Aim of the task: Rewrite every line of the records below, requests included, and shift each coordinate in the answer points by adding 20 to it. Leave the numbers in the requests and in their format samples unchanged.

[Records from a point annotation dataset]

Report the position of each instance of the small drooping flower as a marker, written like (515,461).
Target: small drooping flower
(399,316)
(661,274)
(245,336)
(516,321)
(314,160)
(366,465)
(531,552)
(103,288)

Final result:
Report the position of each instance of the small drooping flower as a marker, written like (515,461).
Target: small drooping flower
(419,336)
(681,294)
(265,356)
(536,341)
(334,180)
(386,485)
(551,572)
(123,308)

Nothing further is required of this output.